▸ What you will do: Each line below is to be set down again exactly.

▸ Stored records:
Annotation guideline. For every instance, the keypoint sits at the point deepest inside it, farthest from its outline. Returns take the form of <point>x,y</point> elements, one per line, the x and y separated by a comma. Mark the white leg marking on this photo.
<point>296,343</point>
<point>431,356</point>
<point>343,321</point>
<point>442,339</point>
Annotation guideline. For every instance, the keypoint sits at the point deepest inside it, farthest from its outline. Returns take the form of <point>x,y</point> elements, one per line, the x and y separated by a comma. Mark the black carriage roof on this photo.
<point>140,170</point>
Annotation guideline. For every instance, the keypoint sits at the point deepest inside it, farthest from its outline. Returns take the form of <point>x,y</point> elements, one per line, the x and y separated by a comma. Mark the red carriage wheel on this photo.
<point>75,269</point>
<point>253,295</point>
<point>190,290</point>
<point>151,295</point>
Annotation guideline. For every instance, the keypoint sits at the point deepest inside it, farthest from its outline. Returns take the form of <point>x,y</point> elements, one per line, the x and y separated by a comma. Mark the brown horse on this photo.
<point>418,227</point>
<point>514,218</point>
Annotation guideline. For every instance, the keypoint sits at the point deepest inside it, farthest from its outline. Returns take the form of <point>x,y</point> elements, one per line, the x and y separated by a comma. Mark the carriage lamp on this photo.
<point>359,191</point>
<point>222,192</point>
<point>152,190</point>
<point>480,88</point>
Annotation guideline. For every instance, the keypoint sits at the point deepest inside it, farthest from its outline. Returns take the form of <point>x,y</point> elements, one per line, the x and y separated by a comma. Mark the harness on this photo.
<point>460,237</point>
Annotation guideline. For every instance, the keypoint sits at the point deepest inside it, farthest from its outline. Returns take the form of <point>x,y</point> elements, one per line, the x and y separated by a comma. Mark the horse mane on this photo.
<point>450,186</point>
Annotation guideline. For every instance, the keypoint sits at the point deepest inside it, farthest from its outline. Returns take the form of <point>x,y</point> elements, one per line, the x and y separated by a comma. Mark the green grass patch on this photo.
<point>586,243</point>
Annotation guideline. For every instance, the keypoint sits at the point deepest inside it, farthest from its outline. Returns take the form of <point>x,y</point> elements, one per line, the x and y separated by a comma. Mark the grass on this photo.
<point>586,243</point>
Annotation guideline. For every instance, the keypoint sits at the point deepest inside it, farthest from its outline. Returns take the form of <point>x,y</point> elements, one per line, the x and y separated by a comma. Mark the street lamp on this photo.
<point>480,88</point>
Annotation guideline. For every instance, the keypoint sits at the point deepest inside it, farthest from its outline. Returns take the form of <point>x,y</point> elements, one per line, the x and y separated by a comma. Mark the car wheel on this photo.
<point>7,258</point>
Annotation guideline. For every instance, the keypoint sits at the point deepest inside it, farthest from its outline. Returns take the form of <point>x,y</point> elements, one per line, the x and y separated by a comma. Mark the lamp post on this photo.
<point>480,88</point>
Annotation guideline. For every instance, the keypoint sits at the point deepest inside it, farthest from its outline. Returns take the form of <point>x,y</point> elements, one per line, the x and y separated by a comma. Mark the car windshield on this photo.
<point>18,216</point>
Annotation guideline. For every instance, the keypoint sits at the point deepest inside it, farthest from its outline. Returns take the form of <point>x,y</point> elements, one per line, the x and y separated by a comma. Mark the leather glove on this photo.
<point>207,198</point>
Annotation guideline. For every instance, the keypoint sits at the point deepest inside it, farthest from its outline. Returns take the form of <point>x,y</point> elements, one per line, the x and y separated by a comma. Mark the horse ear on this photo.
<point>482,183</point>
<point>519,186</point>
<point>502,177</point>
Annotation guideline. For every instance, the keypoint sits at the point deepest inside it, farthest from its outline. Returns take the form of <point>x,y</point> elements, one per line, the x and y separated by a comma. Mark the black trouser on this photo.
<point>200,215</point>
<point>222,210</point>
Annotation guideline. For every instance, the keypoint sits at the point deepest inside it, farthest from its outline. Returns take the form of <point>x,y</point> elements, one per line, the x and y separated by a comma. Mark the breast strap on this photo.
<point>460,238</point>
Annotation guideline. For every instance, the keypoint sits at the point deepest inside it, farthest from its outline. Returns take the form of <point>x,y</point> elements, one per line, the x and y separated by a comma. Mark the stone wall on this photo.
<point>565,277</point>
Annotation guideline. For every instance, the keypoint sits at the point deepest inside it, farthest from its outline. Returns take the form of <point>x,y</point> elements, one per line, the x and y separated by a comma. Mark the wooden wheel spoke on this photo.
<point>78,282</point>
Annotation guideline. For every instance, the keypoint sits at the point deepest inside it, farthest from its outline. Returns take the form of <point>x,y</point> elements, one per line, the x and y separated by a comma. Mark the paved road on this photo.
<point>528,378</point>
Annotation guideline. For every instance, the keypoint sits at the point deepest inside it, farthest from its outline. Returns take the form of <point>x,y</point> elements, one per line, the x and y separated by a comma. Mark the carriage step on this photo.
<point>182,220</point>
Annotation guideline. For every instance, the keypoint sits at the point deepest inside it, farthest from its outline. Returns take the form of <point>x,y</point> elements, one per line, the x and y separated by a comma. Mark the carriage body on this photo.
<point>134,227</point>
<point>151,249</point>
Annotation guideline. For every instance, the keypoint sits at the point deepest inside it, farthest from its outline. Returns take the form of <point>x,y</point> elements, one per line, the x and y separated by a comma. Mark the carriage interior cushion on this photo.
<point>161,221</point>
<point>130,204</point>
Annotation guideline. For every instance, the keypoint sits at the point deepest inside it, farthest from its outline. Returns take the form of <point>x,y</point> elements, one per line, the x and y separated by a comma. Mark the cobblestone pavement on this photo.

▸ Result of this task:
Annotation guideline. For every instance, the keypoint sits at the point deepest inside it, farthest from its outline. Returns take the form of <point>x,y</point> elements, one per line, the x and y separated by a comma. Mark the white leg marking on this photo.
<point>296,343</point>
<point>431,356</point>
<point>343,321</point>
<point>442,339</point>
Annotation guideline. For every instance, the keypoint sits at the point deepest inside it, farthest from its outline. Returns take the form of <point>x,y</point> elements, one per line, the x and y separated by a comma. Mark the black carriage roof on this photo.
<point>140,170</point>
Annotation guideline. For every instance, the keypoint sits at the point deepest inside it, farthest from its outline. Returns take the form of <point>x,y</point> elements, one per line, the x and y separated by a comma. Mark the red carriage wheel on this photo.
<point>75,269</point>
<point>253,295</point>
<point>190,290</point>
<point>151,295</point>
Annotation guideline. For every instance, the keypoint sits at the point deepest inside it, farthest from its outline. Returns take the form of <point>x,y</point> elements, one per line, the x and y separated by a comma. Mark the brown horse on this photo.
<point>418,227</point>
<point>514,218</point>
Annotation guideline. For every instance, the keypoint sits at the point deepest inside it, farthest from its outline. Returns take the form of <point>x,y</point> elements, one per line, the x and y separated by a comma. Mark the carriage lamp on this photo.
<point>359,191</point>
<point>222,192</point>
<point>152,190</point>
<point>480,88</point>
Annotation guideline. For every instance, the keypoint sits at the point deepest inside it, farthest from its outline. Returns take the form of <point>x,y</point> elements, one per line, the x and y separated by a comma. Mark the harness on this photo.
<point>460,237</point>
Annotation guideline. For every instance, the keypoint sits at the point deepest inside it, farthest from its outline. Returns take the form of <point>x,y</point> elements, one per line, the x and y separated by a comma. Mark the horse mane on this photo.
<point>450,186</point>
Annotation guideline. For every instance, the keypoint sits at the point deepest inside it, farthest from its outline. Returns take the form of <point>x,y</point> elements, one per line, the x and y separated by a comma. Mark the green grass patch on this photo.
<point>586,243</point>
Annotation guideline. For every instance, the keypoint sits at the point deepest inside it, farthest from its outline. Returns take the form of <point>x,y</point> elements, one per line, the x and y separated by a comma. Mark the grass on this photo.
<point>586,243</point>
Annotation guideline. For every instance, the keypoint sits at the point deepest inside it, farthest from its outline. Returns take the form of <point>x,y</point> elements, one per line, the x and y separated by a comma. Mark the street lamp on this photo.
<point>480,88</point>
Annotation guideline. For every instance, the keypoint sits at the point deepest inside it, farthest from its outline. Returns take the form of <point>x,y</point> elements, one per line, the x and y separated by a comma. Mark the car wheel on this photo.
<point>7,258</point>
Annotation guideline. For every instance, the keypoint sits at the point deepest inside it, farthest from its outline. Returns take the form of <point>x,y</point> elements, one per line, the x and y separated by a comma. Mark the lamp post on this photo.
<point>480,88</point>
Annotation guideline. For every instance, the keypoint sits at the point deepest inside it, farthest from its outline. Returns take the form of <point>x,y</point> elements, one per line, the x and y separated by a comma. Mark the car windshield on this photo.
<point>18,216</point>
Annotation guideline. For every instance, the keypoint sits at the point deepest inside it, farthest from its outline. Returns take the form of <point>x,y</point> elements, one per line, the x and y separated by a comma. Mark the leather glove on this photo.
<point>207,198</point>
Annotation guideline. For every instance, the keypoint sits at the point deepest inside it, farthest from its outline. Returns take the form of <point>x,y</point> elements, one per line, the x and y separated by a comma. Mark the horse ear on this photo.
<point>482,183</point>
<point>519,186</point>
<point>502,177</point>
Annotation guideline. For every instance, the keypoint sits at the point deepest inside it, farthest from its outline. Returns take the form of <point>x,y</point> elements, one per line, the x and y separated by a comma. Mark the black trouser on this photo.
<point>200,215</point>
<point>222,210</point>
Annotation guideline. For every instance, the keypoint sits at the point deepest inside it, farthest from its outline. Returns take the form of <point>x,y</point> elements, one per line, the x and y separated by a comma. Mark the breast strap on this photo.
<point>460,238</point>
Annotation guideline. For every instance, the keypoint sits at the point deepest inside it, farthest from its outline. Returns take the form of <point>x,y</point> elements, one per line, the x and y separated by a comma. Mark the stone wall on this photo.
<point>565,277</point>
Annotation guideline. For every instance, the keypoint sits at the point deepest inside it, farthest from its outline. Returns take the form of <point>x,y</point> elements, one per line, the x and y separated by a comma. Mark the wooden wheel spoke on this photo.
<point>78,282</point>
Annotation guideline. For every instance, the keypoint sits at the point deepest inside it, farthest from its outline. Returns take the form of <point>x,y</point> elements, one per line, the x and y separated by a comma. Mark the paved road on this photo.
<point>528,378</point>
Annotation guideline. For every instance, the keypoint sits at the point deepest inside it, farthest from its outline. Returns take the form of <point>x,y</point> elements, one per line, the x and y separated by a comma. Mark the carriage step on this photo.
<point>182,220</point>
Annotation guideline. For every instance, the keypoint sits at the point deepest inside it, farthest from its outline. Returns take the form of <point>x,y</point> elements, one per line, the x and y separated by a comma. Mark the carriage body on this photo.
<point>134,227</point>
<point>151,249</point>
Annotation guideline. For every instance, the keypoint sits at the point deepest inside it, farthest from its outline. Returns take the form of <point>x,y</point> elements, one per line, the x and y separated by a comma. Mark the carriage interior cushion on this photo.
<point>161,221</point>
<point>130,204</point>
Annotation guideline. For every instance, the keypoint sits at the point deepest inside it, farthest from its outline. Returns take the form of <point>x,y</point> elements, one per line, the x and y separated by a comma. Mark the cobblestone pavement on this photo.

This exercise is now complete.